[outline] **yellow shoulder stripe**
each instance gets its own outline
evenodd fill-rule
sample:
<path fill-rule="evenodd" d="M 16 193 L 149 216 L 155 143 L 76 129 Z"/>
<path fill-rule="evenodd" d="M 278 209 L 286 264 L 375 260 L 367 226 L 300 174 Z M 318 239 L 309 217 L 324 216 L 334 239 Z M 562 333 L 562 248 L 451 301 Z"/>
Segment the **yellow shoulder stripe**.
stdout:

Given task: Copy the listing above line for line, without changing a single character.

Response to this exercise:
[outline] **yellow shoulder stripe**
each instance gets its own outline
evenodd fill-rule
sample:
<path fill-rule="evenodd" d="M 16 193 L 149 216 L 155 143 L 76 129 Z"/>
<path fill-rule="evenodd" d="M 278 209 L 286 264 L 375 260 L 367 226 L 300 174 Z M 318 239 L 309 217 L 324 216 L 334 239 Z M 562 333 L 562 248 L 451 301 Z"/>
Segment the **yellow shoulder stripe**.
stdout:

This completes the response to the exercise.